__Quoted passage__
»»
Well, what should we do, how should we apply this text to our life?
1. Well the first thing that we must do is to know that the Lord is with his people the Lord is with his people. One of the great prophecies in the whole Bible comes in Isaiah 7:14,
14 Therefore the Lord himself will give you a sign. Behold, the virgin shall conceive and bear a son, and shall call his name Immanuel.
Isaiah 7:14, ESV
That name Immanuel is the word that means God with us. The whole story, we read this a lot about at the Christmas time, to tell us that God would come to be with us. God the Son would come to be born as a human being, like us in every respect except without sin, in order to dwell with us, to be with us.
When Christ came into this world he indeed was with us. He endured the most bitter suffering. He had to deal with and endure the harshest temptations and to be victorious over all of those. Then he was condemned to the most horrifying death, death on a cross, in spite of the fact that he was perfectly innocent, even beyond innocence of the temptations that Joseph experienced.
Jesus was entirely innocent and nevertheless went to the cross. Indeed when our Lord Jesus went to the cross, he was forsaken at the cross. He cried out on the cross, “my God, my God why have you forsaken me?” “Why are you not with me?” Why did Jesus have to cry that out? So that we would know that God will never leave us or forsake us.
Jesus asked why God had forsaken him, so that you and I would never need to ask the same question. So that we would know that forever the Lord will be with his people. The Lord was with Joseph in Joseph’s suffering, the Lord was among us in the person of the Lord Jesus Christ, and now the Lord’s Holy Spirit indwells all those who trust in Jesus Christ.
So the question to ask is have you trusted Christ, or do you remain alone? The Bible promises that the Lord will be with his people and the Bible says that to all who have believed in Jesus he gave them the right to be called God’s own children. Trust in the Lord and the Lord will save you by his powerful, redeeming, saving, presence. The Lord is with his people.
2. Well, the second application is that we must learn how to see the Lord’s presence with us at all times. Potiphar and the jailer, and even Joseph himself, clearly saw the Lord’s presence with Joseph. Joseph saw that times of flourishing and plenty were gifts from God, but he also knew that the Lord would remain with him even when those times turned to suffering and lack.
As I mentioned earlier that lesson prepared him for the greatest challenge of his life, when he would have to navigate. When he would lead Egypt through in seven years of plenty, not just to enjoy them and to live for the moment, but to use those time to store away grain so that when the time of famine came, there would be enough food to feed the whole world.
Well we see that Joseph was doing this in the midst of his sufferings. Joseph knew that times of flourishing were but a time to breathe. So he was storing up for himself memory, storing up for himself evidence, as food that the Lord would be with him at all times. Then when the time of famine, of increased trials and suffering, would come he would be able to draw on what he had seen of God’s presence, as proof of God’s goodness in the past. If the Lord was faithful to me then, the Lord will be with me now.
««
__What is required__
Transcribe the stretch of the sermon from "1. Well the" through "us, to be with us.".

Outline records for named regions
»»
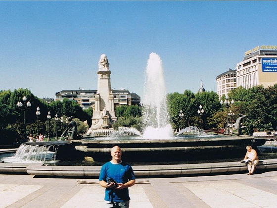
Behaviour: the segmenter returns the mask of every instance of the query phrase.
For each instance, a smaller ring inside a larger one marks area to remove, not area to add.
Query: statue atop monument
[[[92,106],[92,124],[87,133],[88,135],[95,135],[93,133],[95,130],[97,132],[107,132],[106,130],[112,129],[113,122],[117,120],[115,116],[114,99],[111,89],[109,65],[106,54],[101,55],[97,72],[97,89]]]
[[[98,71],[109,71],[110,64],[105,54],[102,54],[100,56],[100,60],[98,64]]]

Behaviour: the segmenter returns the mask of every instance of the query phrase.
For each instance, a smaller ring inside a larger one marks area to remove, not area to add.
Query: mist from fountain
[[[154,52],[150,54],[145,72],[144,99],[142,137],[157,139],[173,138],[162,60]]]

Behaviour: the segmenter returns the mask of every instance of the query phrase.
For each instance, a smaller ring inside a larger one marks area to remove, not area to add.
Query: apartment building
[[[136,93],[125,89],[112,90],[114,106],[140,105],[140,97]],[[92,108],[97,90],[62,90],[56,93],[55,101],[62,101],[66,98],[77,102],[83,109]]]
[[[217,76],[217,91],[219,99],[236,88],[236,70],[231,69]]]

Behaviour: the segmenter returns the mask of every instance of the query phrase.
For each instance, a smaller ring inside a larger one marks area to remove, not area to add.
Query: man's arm
[[[118,186],[115,188],[116,189],[122,189],[124,188],[128,188],[131,187],[132,186],[135,185],[136,183],[136,179],[131,180],[129,181],[128,182],[125,183],[119,183]]]
[[[102,187],[107,188],[107,185],[108,185],[108,183],[106,181],[102,180],[99,182],[99,184]]]

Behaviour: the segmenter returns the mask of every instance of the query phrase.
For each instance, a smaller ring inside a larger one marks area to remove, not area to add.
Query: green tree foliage
[[[202,115],[203,123],[203,128],[207,128],[207,122],[208,118],[213,117],[214,114],[218,112],[221,108],[220,103],[218,100],[218,95],[214,92],[203,92],[202,93],[197,93],[195,94],[194,102],[195,106],[196,108],[194,109],[195,114],[198,115],[197,113],[198,109],[201,104],[204,109],[204,113]],[[199,115],[198,115],[199,116]],[[210,126],[211,123],[209,124]],[[215,127],[212,126],[212,127]],[[211,127],[211,126],[210,126]]]
[[[118,117],[117,122],[113,127],[133,127],[141,131],[142,108],[138,105],[122,105],[115,108],[116,115]]]
[[[186,90],[183,94],[174,93],[168,95],[169,114],[172,127],[178,128],[190,125],[190,118],[195,115],[195,95],[190,90]],[[184,113],[185,123],[180,119],[180,110]]]

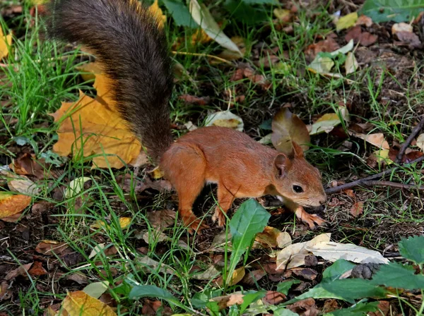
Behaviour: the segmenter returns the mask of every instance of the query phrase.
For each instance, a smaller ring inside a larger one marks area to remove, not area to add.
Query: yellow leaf
[[[116,316],[111,308],[82,291],[69,292],[63,307],[69,316]]]
[[[119,225],[122,229],[124,229],[129,226],[131,224],[131,217],[121,217],[119,218]]]
[[[0,219],[8,217],[23,211],[31,202],[31,197],[0,192]]]
[[[76,102],[63,102],[51,114],[59,123],[59,140],[53,150],[61,156],[71,152],[74,157],[98,154],[93,159],[93,166],[122,168],[122,161],[128,164],[139,156],[141,144],[116,110],[110,80],[95,75],[94,87],[98,91],[95,99],[80,92]]]
[[[152,15],[156,18],[159,27],[163,28],[164,24],[166,23],[166,16],[163,14],[162,9],[159,7],[158,0],[155,0],[153,4],[149,7],[149,10]]]
[[[358,20],[358,12],[352,12],[345,16],[342,16],[336,23],[336,30],[338,32],[345,28],[349,28],[355,25],[356,20]]]
[[[3,30],[0,27],[0,59],[6,57],[8,54],[8,47],[12,44],[12,35],[4,36]]]

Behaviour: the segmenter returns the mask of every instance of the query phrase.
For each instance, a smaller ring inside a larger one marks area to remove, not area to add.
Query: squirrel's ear
[[[292,145],[293,146],[293,153],[296,158],[303,158],[303,150],[298,143],[292,140]]]
[[[284,178],[287,174],[287,171],[291,166],[291,162],[285,154],[280,153],[274,159],[274,166],[277,169],[277,176]]]

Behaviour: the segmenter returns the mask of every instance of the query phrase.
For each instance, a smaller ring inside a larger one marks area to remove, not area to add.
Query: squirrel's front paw
[[[302,221],[309,225],[311,229],[315,229],[315,224],[318,226],[322,225],[325,221],[316,214],[309,214],[303,207],[300,207],[296,209],[296,217]]]

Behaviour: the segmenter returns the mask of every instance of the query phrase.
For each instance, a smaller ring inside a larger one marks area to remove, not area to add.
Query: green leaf
[[[399,241],[399,253],[402,257],[417,265],[424,263],[424,236],[416,236]]]
[[[241,0],[226,0],[225,8],[237,20],[248,25],[260,23],[268,18],[261,8],[254,8]]]
[[[359,303],[353,308],[327,312],[324,316],[363,316],[378,310],[378,302]]]
[[[257,202],[250,199],[242,203],[230,221],[232,254],[228,276],[232,276],[242,255],[252,245],[257,233],[264,231],[271,215]],[[231,278],[230,277],[229,279]]]
[[[189,8],[181,0],[162,1],[168,12],[172,16],[177,25],[189,26],[192,28],[196,28],[198,26],[198,24],[192,18]]]
[[[329,292],[336,293],[348,302],[363,298],[384,298],[387,291],[369,280],[362,279],[346,279],[335,280],[329,283],[320,284]]]
[[[380,267],[372,277],[372,283],[407,290],[424,289],[424,275],[416,274],[415,269],[411,265],[391,262]]]
[[[424,11],[423,0],[367,0],[359,11],[375,23],[409,22]]]
[[[265,291],[249,291],[243,296],[243,303],[240,305],[240,308],[238,315],[242,315],[246,310],[246,308],[252,303],[262,298],[265,296],[266,292]]]
[[[129,292],[129,298],[138,300],[141,298],[158,298],[170,302],[179,300],[172,294],[163,288],[154,285],[139,285],[134,286]]]
[[[282,293],[284,295],[288,293],[288,290],[292,287],[293,284],[298,284],[300,283],[299,280],[289,280],[283,281],[277,284],[277,292]]]
[[[278,4],[277,0],[242,0],[246,4]]]
[[[338,259],[333,265],[326,268],[322,274],[322,281],[331,281],[340,277],[343,273],[349,271],[356,265],[344,259]]]

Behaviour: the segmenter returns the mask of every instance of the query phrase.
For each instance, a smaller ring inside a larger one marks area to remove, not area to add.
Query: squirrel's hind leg
[[[206,182],[206,162],[195,145],[176,142],[163,154],[161,167],[178,193],[180,218],[198,233],[208,226],[193,213],[192,207]]]

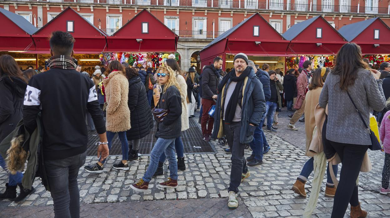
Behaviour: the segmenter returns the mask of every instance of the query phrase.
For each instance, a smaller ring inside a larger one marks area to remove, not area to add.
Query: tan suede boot
[[[299,179],[297,179],[291,189],[295,191],[295,193],[306,198],[306,191],[305,190],[305,184],[306,183],[306,181],[303,182]]]
[[[362,209],[360,202],[357,206],[351,205],[351,218],[365,218],[366,216],[367,216],[367,211]]]
[[[328,198],[334,198],[336,194],[336,187],[334,185],[329,186],[326,184],[325,188],[325,197]]]

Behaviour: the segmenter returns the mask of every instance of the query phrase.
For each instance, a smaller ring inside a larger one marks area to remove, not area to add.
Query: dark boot
[[[186,164],[184,163],[184,157],[177,157],[177,170],[186,170]]]
[[[128,161],[131,161],[134,160],[138,159],[138,150],[135,151],[133,149],[129,152],[129,159]]]
[[[164,174],[164,169],[163,168],[163,166],[164,166],[164,162],[158,162],[158,166],[157,167],[157,169],[156,170],[156,172],[154,173],[154,175],[153,176],[158,176]]]
[[[18,184],[18,185],[20,188],[20,193],[19,194],[19,196],[18,196],[16,198],[12,200],[15,202],[19,202],[23,200],[26,198],[26,197],[27,197],[29,195],[34,191],[34,187],[32,187],[31,189],[27,189],[27,188],[23,188],[23,186],[21,184]]]
[[[5,183],[5,191],[0,195],[0,200],[11,200],[16,197],[16,186],[9,186]]]

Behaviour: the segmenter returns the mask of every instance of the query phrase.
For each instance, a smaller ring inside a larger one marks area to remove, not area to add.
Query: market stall
[[[109,52],[164,54],[176,52],[178,39],[177,35],[145,9],[107,37]]]
[[[374,55],[366,57],[373,64],[377,60],[387,59],[385,57],[386,55],[383,54],[390,52],[390,29],[381,18],[376,17],[346,25],[339,32],[348,41],[359,45],[362,54]]]
[[[266,34],[264,34],[266,33]],[[255,64],[270,64],[271,69],[284,68],[289,42],[256,13],[216,38],[200,52],[201,65],[209,65],[216,57],[223,60],[222,69],[233,67],[233,57],[243,52]]]

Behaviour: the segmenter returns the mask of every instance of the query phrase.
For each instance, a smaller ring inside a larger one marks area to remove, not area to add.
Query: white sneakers
[[[291,130],[293,130],[294,131],[298,130],[298,129],[296,127],[295,127],[295,126],[293,124],[292,124],[289,123],[289,124],[287,125],[287,127],[289,127],[289,128]]]
[[[238,207],[238,201],[237,200],[237,194],[234,191],[229,191],[229,196],[227,197],[227,207],[230,209],[235,209]]]

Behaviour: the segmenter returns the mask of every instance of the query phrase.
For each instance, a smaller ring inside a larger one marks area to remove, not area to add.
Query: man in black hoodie
[[[222,58],[217,57],[214,59],[214,63],[205,67],[202,73],[202,133],[203,140],[210,141],[213,131],[214,118],[209,116],[209,111],[213,105],[215,105],[214,100],[217,99],[217,88],[219,85],[220,69],[222,67]],[[207,125],[208,121],[209,124]]]
[[[79,169],[85,162],[88,133],[87,111],[99,134],[98,156],[108,155],[103,114],[95,88],[88,77],[76,71],[73,56],[74,39],[57,31],[50,39],[50,70],[33,77],[26,90],[23,118],[32,133],[41,112],[44,129],[42,145],[48,182],[55,217],[79,216]],[[64,95],[66,93],[66,95]]]

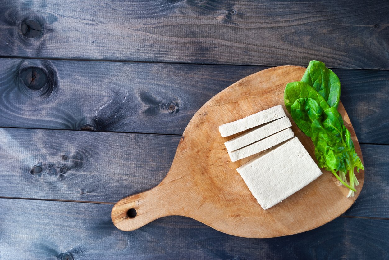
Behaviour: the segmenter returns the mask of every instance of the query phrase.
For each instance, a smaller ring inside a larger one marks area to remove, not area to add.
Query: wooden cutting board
««
__Response below__
1. Well the first thing that we must do is to know that the Lord is with his people the Lord is with his people. One of the great prophecies in the whole Bible comes in Isaiah 7:14,
14 Therefore the Lord himself will give you a sign. Behold, the virgin shall conceive and bear a son, and shall call his name Immanuel.
Isaiah 7:14, ESV
That name Immanuel is the word that means God with us. The whole story, we read this a lot about at the Christmas time, to tell us that God would come to be with us. God the Son would come to be born as a human being, like us in every respect except without sin, in order to dwell with us, to be with us.